▶ [WHAT TO WORK ON]: Copy the records from the start through the line containing "POLYGON ((125 146, 226", swapping "beige sofa" for "tan couch" and leaving everything else unchanged.

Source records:

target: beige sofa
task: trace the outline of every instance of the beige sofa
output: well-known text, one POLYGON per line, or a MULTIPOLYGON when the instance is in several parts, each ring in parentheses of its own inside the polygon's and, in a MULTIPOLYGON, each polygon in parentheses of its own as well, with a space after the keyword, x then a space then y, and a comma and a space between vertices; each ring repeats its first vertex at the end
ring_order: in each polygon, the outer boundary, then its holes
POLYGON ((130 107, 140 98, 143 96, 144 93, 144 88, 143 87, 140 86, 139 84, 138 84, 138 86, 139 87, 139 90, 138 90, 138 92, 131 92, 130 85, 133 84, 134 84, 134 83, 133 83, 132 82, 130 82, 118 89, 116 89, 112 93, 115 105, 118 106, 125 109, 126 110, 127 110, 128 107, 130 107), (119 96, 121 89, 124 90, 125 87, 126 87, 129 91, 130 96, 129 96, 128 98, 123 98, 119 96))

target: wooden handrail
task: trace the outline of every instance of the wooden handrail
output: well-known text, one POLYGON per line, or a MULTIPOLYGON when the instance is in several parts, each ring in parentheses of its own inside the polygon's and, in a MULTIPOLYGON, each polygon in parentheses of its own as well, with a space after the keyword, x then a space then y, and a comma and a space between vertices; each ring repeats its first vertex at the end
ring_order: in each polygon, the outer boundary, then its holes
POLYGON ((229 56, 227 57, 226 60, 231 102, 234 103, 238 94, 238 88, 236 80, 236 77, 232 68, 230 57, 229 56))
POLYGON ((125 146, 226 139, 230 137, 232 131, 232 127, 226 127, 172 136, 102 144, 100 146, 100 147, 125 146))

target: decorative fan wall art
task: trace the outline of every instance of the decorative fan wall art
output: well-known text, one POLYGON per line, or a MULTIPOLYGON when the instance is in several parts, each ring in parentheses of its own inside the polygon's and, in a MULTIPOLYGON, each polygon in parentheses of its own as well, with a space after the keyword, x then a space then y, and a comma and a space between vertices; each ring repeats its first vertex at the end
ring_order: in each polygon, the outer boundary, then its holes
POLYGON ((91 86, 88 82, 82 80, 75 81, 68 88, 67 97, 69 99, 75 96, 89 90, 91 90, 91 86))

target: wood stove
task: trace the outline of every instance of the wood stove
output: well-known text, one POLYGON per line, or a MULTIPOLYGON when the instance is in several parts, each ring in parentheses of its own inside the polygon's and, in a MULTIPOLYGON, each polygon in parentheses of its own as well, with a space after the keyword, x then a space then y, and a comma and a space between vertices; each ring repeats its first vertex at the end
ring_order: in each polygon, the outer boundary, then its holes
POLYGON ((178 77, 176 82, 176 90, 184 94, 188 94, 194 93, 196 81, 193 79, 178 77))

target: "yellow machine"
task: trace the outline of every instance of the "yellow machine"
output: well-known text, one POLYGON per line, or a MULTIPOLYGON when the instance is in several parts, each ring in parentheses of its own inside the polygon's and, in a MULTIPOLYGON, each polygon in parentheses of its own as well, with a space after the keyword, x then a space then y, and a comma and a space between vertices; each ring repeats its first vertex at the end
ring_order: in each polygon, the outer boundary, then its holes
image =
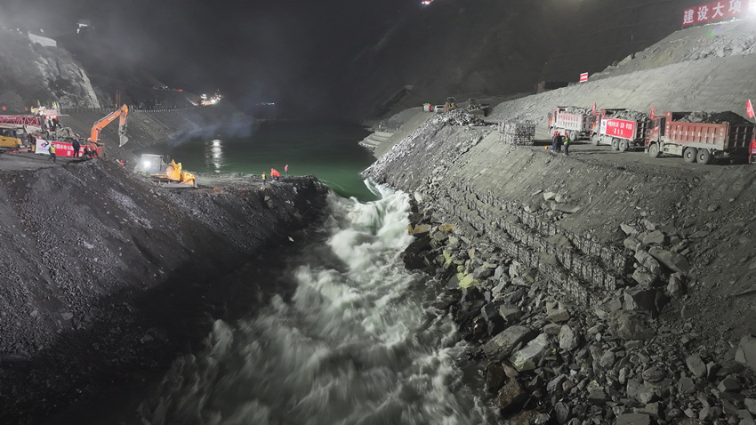
POLYGON ((16 127, 6 125, 0 126, 0 148, 11 148, 17 149, 24 145, 26 140, 21 140, 16 131, 16 127))
POLYGON ((163 161, 162 155, 142 154, 134 172, 149 176, 166 188, 196 188, 197 178, 181 170, 181 163, 173 159, 171 164, 163 161))

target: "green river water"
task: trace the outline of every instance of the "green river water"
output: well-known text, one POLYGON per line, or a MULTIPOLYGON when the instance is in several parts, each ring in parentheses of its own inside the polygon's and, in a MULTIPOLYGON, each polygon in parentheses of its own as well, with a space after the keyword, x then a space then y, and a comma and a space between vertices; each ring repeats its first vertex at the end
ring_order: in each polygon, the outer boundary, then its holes
MULTIPOLYGON (((360 125, 343 123, 269 122, 250 135, 198 137, 148 148, 142 153, 167 155, 194 172, 243 172, 269 175, 313 174, 334 192, 372 201, 374 195, 359 174, 374 158, 358 142, 369 134, 360 125)), ((201 179, 197 180, 202 184, 201 179)))

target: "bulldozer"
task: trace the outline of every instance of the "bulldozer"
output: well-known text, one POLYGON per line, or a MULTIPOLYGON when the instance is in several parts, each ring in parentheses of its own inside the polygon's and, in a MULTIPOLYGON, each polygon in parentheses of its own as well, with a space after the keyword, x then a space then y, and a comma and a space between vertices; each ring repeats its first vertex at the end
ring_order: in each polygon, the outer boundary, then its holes
POLYGON ((134 172, 149 177, 164 188, 197 188, 197 177, 194 174, 182 171, 181 163, 173 159, 170 164, 166 164, 162 155, 142 154, 134 167, 134 172))

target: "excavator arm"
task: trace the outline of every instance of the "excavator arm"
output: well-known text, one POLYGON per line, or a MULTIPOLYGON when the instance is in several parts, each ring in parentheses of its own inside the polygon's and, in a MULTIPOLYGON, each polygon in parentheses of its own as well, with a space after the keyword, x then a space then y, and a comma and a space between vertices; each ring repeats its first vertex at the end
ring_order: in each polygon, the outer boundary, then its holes
POLYGON ((112 123, 116 118, 120 116, 118 120, 118 146, 124 146, 127 141, 129 141, 129 138, 126 137, 126 116, 129 115, 129 107, 124 105, 120 109, 111 112, 107 116, 100 119, 94 125, 92 126, 92 132, 90 133, 90 140, 97 143, 97 140, 100 138, 100 132, 102 131, 109 124, 112 123))

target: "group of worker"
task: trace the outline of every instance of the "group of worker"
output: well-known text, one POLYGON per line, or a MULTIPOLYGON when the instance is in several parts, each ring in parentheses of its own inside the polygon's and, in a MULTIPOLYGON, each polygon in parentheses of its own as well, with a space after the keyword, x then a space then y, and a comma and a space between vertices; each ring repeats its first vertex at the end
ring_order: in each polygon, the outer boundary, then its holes
POLYGON ((565 156, 569 155, 569 134, 565 131, 564 135, 559 132, 554 132, 551 136, 551 150, 554 152, 562 152, 565 156))
MULTIPOLYGON (((289 176, 289 164, 286 164, 286 166, 284 167, 284 172, 286 173, 286 177, 289 176)), ((271 168, 270 169, 270 177, 275 179, 276 181, 278 181, 278 179, 281 178, 281 173, 278 172, 278 170, 276 170, 275 168, 271 168)), ((265 172, 263 172, 262 173, 262 184, 264 185, 267 182, 268 182, 268 177, 265 175, 265 172)))

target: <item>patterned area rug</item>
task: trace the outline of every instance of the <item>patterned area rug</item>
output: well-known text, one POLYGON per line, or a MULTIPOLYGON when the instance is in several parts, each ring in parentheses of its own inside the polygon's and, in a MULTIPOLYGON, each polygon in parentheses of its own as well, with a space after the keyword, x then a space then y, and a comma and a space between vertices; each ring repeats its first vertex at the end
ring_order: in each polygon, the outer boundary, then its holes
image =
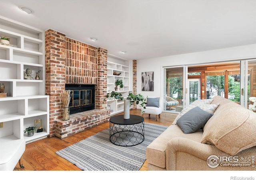
POLYGON ((108 128, 56 153, 82 170, 138 170, 146 160, 146 147, 167 128, 145 122, 143 142, 128 147, 110 142, 108 128))

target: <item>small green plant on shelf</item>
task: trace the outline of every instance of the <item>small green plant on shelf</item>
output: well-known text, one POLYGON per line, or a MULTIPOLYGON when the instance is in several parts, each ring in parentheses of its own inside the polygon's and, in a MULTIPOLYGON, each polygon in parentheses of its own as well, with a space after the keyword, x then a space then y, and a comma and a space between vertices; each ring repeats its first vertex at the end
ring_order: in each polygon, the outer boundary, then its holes
MULTIPOLYGON (((141 102, 140 105, 143 107, 144 109, 146 109, 146 105, 147 104, 146 98, 144 98, 144 96, 140 94, 134 94, 132 93, 129 93, 127 97, 125 98, 123 96, 122 94, 120 92, 116 91, 112 91, 111 92, 110 92, 107 93, 107 95, 105 96, 103 99, 102 103, 104 104, 104 102, 106 102, 108 99, 114 99, 121 100, 124 100, 125 99, 128 99, 130 100, 130 104, 139 104, 140 102, 141 102)), ((142 113, 143 112, 144 112, 142 111, 142 113)))
POLYGON ((10 38, 7 38, 6 36, 2 37, 1 36, 1 39, 3 39, 4 40, 7 40, 8 41, 10 41, 10 38))
POLYGON ((35 126, 29 127, 28 128, 25 129, 25 130, 24 130, 24 133, 28 132, 29 131, 34 131, 34 132, 37 129, 37 126, 35 126))
POLYGON ((124 87, 124 84, 123 84, 123 80, 121 79, 117 79, 116 81, 116 86, 120 85, 120 88, 124 87))

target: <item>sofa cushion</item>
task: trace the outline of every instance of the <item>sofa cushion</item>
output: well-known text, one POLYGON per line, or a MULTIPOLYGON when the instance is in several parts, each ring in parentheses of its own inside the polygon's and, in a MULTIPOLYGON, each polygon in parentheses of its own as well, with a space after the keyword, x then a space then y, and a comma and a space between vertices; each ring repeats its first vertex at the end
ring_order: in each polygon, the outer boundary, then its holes
POLYGON ((147 98, 147 104, 146 106, 153 106, 159 107, 160 98, 147 98))
POLYGON ((196 106, 185 113, 177 124, 184 134, 192 133, 202 128, 213 115, 196 106))
POLYGON ((218 104, 191 104, 188 106, 184 109, 181 112, 180 112, 180 114, 179 116, 179 117, 177 119, 177 120, 178 120, 179 119, 180 119, 181 116, 182 116, 185 113, 190 110, 191 109, 193 109, 194 108, 198 106, 201 109, 202 109, 203 110, 205 111, 206 111, 210 113, 214 114, 215 110, 218 108, 218 106, 219 106, 218 104))
POLYGON ((192 104, 211 104, 213 101, 213 99, 198 99, 193 102, 192 104))
POLYGON ((256 146, 256 113, 235 103, 223 104, 206 124, 201 142, 233 156, 256 146))
POLYGON ((185 134, 178 126, 170 126, 147 147, 146 154, 148 162, 162 168, 165 168, 166 150, 169 140, 174 137, 180 137, 200 142, 202 134, 202 130, 198 130, 194 133, 185 134))

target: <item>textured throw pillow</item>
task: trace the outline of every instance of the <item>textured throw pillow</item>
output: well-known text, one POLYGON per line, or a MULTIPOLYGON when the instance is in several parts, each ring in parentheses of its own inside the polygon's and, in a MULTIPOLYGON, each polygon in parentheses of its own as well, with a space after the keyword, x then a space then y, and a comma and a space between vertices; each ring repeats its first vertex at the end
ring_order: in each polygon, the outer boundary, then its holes
POLYGON ((234 156, 256 146, 256 113, 233 103, 222 105, 206 125, 201 142, 234 156))
POLYGON ((213 99, 198 99, 193 102, 192 104, 210 104, 213 101, 213 99))
POLYGON ((195 107, 188 111, 177 121, 184 134, 195 132, 202 128, 213 114, 195 107))
POLYGON ((146 106, 159 107, 159 99, 160 98, 147 98, 146 106))
POLYGON ((217 108, 219 106, 218 104, 192 104, 188 106, 185 109, 184 109, 181 112, 180 112, 180 114, 178 118, 178 120, 185 113, 187 112, 188 111, 190 110, 191 109, 193 109, 194 108, 198 106, 201 109, 202 109, 203 110, 205 111, 206 111, 210 113, 214 114, 217 108))

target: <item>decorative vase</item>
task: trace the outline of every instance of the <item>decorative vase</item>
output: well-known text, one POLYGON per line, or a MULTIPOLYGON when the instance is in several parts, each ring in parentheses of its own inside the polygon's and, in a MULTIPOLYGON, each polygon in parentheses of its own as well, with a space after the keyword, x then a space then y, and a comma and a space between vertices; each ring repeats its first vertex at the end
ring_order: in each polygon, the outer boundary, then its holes
POLYGON ((3 93, 4 92, 4 84, 0 84, 0 93, 3 93))
POLYGON ((63 108, 63 118, 62 120, 64 121, 69 120, 70 113, 69 107, 64 107, 63 108))
POLYGON ((34 133, 35 132, 34 131, 28 131, 28 137, 32 136, 34 136, 34 133))
POLYGON ((0 40, 1 44, 2 44, 5 45, 10 45, 10 42, 8 40, 5 39, 1 39, 0 40))
POLYGON ((130 119, 130 100, 124 100, 124 119, 130 119))
POLYGON ((39 80, 39 76, 38 76, 38 73, 36 73, 36 77, 35 78, 35 79, 36 80, 39 80))

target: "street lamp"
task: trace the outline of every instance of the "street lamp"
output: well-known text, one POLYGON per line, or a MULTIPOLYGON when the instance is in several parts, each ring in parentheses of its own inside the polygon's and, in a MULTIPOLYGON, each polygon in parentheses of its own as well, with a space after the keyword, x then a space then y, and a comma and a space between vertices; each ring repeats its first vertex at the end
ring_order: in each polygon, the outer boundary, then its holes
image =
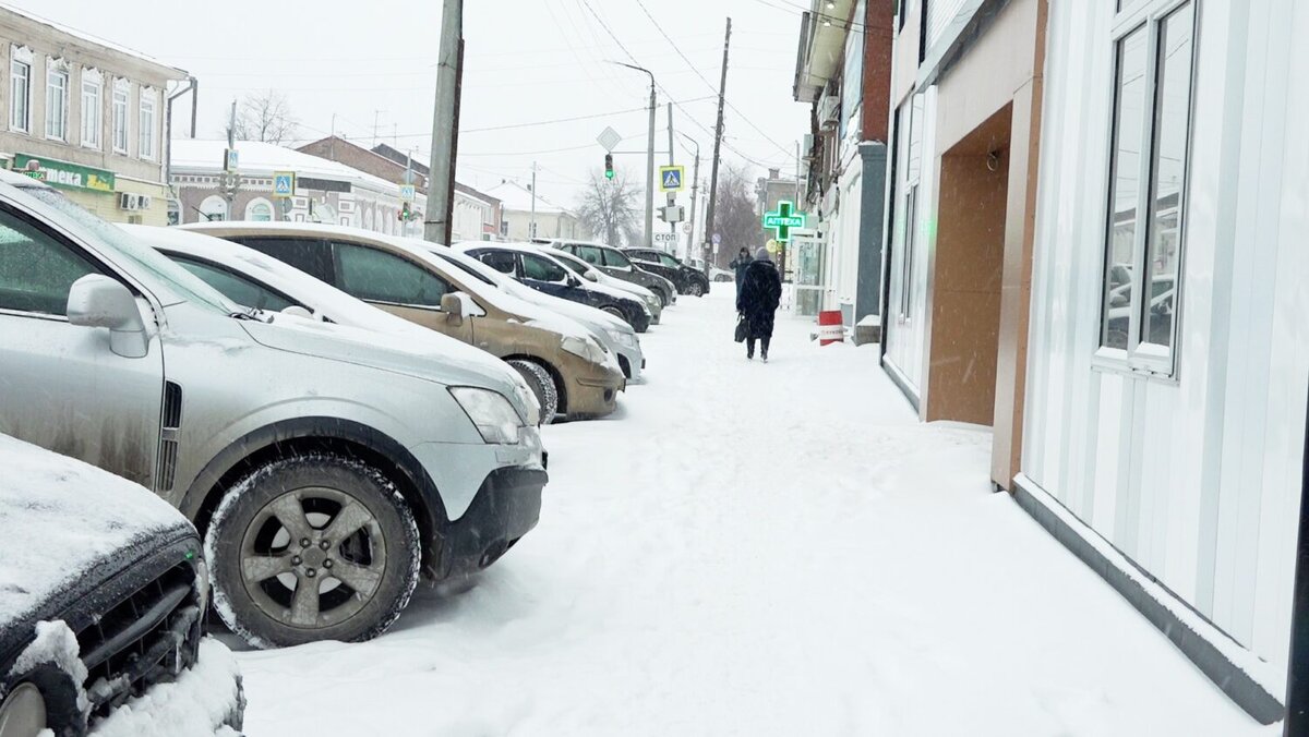
POLYGON ((610 62, 610 64, 618 64, 619 67, 627 67, 628 69, 636 69, 637 72, 645 72, 651 76, 651 132, 649 144, 645 151, 645 247, 652 247, 654 245, 654 72, 637 67, 635 64, 624 64, 623 62, 610 62))

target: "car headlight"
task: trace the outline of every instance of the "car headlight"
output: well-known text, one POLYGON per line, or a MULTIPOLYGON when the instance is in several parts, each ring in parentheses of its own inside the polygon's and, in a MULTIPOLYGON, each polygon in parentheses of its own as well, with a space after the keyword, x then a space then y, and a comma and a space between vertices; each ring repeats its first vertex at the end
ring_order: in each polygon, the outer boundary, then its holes
POLYGON ((619 346, 626 346, 628 348, 635 348, 636 347, 636 334, 635 333, 627 333, 627 331, 623 331, 623 330, 606 330, 605 333, 609 335, 610 340, 613 340, 614 343, 618 343, 619 346))
POLYGON ((525 418, 518 416, 518 411, 503 394, 474 386, 452 386, 450 395, 476 425, 482 440, 495 445, 518 442, 518 428, 525 418))
POLYGON ((559 347, 594 364, 603 364, 607 359, 605 350, 601 348, 600 343, 596 343, 592 338, 577 338, 575 335, 569 335, 563 339, 559 347))

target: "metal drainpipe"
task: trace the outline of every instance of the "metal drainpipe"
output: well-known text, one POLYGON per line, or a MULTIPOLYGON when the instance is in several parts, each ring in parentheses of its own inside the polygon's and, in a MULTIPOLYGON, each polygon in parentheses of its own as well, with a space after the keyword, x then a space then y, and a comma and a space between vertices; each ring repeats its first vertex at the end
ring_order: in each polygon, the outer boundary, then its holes
POLYGON ((1305 412, 1304 475, 1300 482, 1300 542, 1292 590, 1291 657, 1287 664, 1287 720, 1283 734, 1309 734, 1309 410, 1305 412))
MULTIPOLYGON (((173 101, 187 93, 195 92, 195 77, 186 77, 186 86, 174 92, 168 97, 166 109, 164 110, 164 189, 169 192, 169 196, 174 196, 173 191, 173 101)), ((192 107, 194 109, 194 107, 192 107)), ((191 118, 191 123, 195 123, 195 117, 191 118)), ((195 128, 191 128, 191 137, 195 137, 195 128)), ((165 204, 165 207, 168 207, 165 204)), ((183 220, 182 213, 182 198, 177 195, 177 219, 178 224, 183 220)))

▶ [TASK SOLUTION]:
target: tan couch
task: trace the outline of every instance of the tan couch
output: well-known text, one POLYGON per line, or a MULTIPOLYGON when the instance is in several parts, each ring in parentheses of its own inside the polygon's and, in a MULTIPOLYGON, each polygon in parentheses of its own as well, with a space after the keyword, x then a space then y, and a comma and a space between vertices; each ring repeats its first vertex at the end
ring_order: in each polygon, the outer boundary, then its holes
POLYGON ((130 107, 140 98, 143 96, 144 93, 144 88, 143 87, 140 86, 139 84, 138 84, 138 86, 139 87, 139 90, 138 90, 138 92, 131 92, 130 85, 133 84, 134 84, 134 83, 133 83, 132 82, 130 82, 118 89, 116 89, 112 93, 115 105, 118 106, 125 109, 126 110, 127 110, 128 107, 130 107), (119 96, 121 89, 124 90, 125 87, 126 87, 129 91, 130 96, 129 96, 128 98, 123 98, 119 96))

target: wooden handrail
task: trace the outline of every instance of the wooden handrail
output: well-known text, one POLYGON per line, or a MULTIPOLYGON when the instance is in several parts, each ring in parentheses of its own inside the polygon's and, in a MULTIPOLYGON, each polygon in parentheses of its own as well, with a space after the keyword, x then a space then y, and a comma and a space between vertices; each ring repeats its first vertex at the end
ring_order: in each polygon, the outer boundary, then its holes
POLYGON ((229 56, 227 57, 226 60, 231 102, 234 103, 238 94, 238 88, 236 80, 236 77, 232 68, 230 57, 229 56))
POLYGON ((125 146, 226 139, 230 137, 232 131, 232 127, 226 127, 172 136, 102 144, 100 146, 100 147, 125 146))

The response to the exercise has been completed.